YOUR GOAL. Are you able to retype all the records below exactly?

[Start MATERIAL]

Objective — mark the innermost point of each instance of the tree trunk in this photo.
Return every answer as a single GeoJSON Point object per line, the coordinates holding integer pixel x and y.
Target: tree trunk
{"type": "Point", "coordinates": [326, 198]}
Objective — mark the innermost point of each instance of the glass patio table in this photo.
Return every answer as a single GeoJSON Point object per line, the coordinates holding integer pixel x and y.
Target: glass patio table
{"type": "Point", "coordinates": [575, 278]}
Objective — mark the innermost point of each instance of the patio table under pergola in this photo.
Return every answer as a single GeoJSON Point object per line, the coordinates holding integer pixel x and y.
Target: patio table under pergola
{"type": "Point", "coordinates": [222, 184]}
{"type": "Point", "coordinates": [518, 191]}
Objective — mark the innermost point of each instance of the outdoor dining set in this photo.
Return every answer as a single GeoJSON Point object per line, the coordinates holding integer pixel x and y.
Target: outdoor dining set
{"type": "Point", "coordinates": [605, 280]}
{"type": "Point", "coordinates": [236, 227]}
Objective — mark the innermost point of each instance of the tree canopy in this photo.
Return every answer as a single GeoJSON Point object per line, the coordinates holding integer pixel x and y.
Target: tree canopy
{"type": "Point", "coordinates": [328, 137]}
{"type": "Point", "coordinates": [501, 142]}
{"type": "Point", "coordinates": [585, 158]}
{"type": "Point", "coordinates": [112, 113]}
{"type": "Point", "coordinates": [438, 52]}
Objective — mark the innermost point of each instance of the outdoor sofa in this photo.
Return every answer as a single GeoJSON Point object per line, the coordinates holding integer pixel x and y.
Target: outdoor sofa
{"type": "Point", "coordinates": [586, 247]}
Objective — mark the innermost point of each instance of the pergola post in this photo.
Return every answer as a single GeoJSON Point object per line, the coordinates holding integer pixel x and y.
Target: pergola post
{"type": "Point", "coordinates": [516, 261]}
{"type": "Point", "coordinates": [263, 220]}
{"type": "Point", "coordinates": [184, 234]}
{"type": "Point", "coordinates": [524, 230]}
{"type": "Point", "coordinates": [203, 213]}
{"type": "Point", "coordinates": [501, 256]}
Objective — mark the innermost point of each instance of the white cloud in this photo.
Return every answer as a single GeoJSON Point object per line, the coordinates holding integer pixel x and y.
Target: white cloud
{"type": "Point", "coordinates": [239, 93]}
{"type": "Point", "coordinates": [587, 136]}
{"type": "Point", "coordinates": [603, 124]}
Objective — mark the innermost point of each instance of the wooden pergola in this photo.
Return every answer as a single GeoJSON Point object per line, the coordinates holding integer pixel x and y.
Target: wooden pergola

[End MATERIAL]

CORRECT RESULT.
Objective — mark the innermost point of each instance of the tree trunk in this photo.
Return every answer as a single GeoJSON Point object per line, the coordinates holding integer pixel x and y.
Target: tree trunk
{"type": "Point", "coordinates": [326, 198]}
Objective — mark the innermost point of each instance of the glass patio table in this photo.
Return every answer as a single GeoJSON Point object per line, the coordinates holding integer pixel x and y.
Target: glass patio table
{"type": "Point", "coordinates": [575, 278]}
Objective — mark the innermost point of each instance of the patio table under pergola in this photo.
Return every answer as a single GeoJSON Point object per line, the coordinates holding integer pixel x and y.
Target: patio table under pergola
{"type": "Point", "coordinates": [222, 184]}
{"type": "Point", "coordinates": [518, 191]}
Objective — mark the innermost point of each instance of the outdoor dining set in this photo.
Return every answer as a single GeoJSON Point object per line, the coordinates holding integer pixel x and y.
Target: outdoor dining set
{"type": "Point", "coordinates": [605, 280]}
{"type": "Point", "coordinates": [236, 227]}
Objective — mark the innermost point of each instance of the tree canopy in this photo.
Return every answer as a single GeoJSON Point object per line, the coordinates holding integer pixel x and y.
Target: tree canopy
{"type": "Point", "coordinates": [328, 137]}
{"type": "Point", "coordinates": [501, 142]}
{"type": "Point", "coordinates": [585, 158]}
{"type": "Point", "coordinates": [112, 113]}
{"type": "Point", "coordinates": [438, 52]}
Objective — mark the innermost point of each instance of the outdoor sofa in this photo.
Return every answer as a single GeoJSON Point object per line, the coordinates holding integer pixel x and y.
Target: outdoor sofa
{"type": "Point", "coordinates": [586, 247]}
Objective — mark the innermost point of each instance of the pergola post in this photo.
Return every answer as a single GeoJSON Point object per line, the coordinates holding integer pixel x and y.
Target: pergola post
{"type": "Point", "coordinates": [516, 261]}
{"type": "Point", "coordinates": [263, 220]}
{"type": "Point", "coordinates": [184, 234]}
{"type": "Point", "coordinates": [524, 230]}
{"type": "Point", "coordinates": [203, 213]}
{"type": "Point", "coordinates": [501, 256]}
Objective — mark the innermost point of each instance of the white cloud in this photo.
Return every answer as a single GeoJSON Point object per line, the coordinates holding integer pixel x and y.
Target: white cloud
{"type": "Point", "coordinates": [239, 93]}
{"type": "Point", "coordinates": [587, 136]}
{"type": "Point", "coordinates": [603, 124]}
Objective — mark the innermost point of each instance of the wooden pergola in this photo.
Return every answer as a single GeoJSON Point object per line, the coordinates holding integer pixel x and y.
Target: wooden pergola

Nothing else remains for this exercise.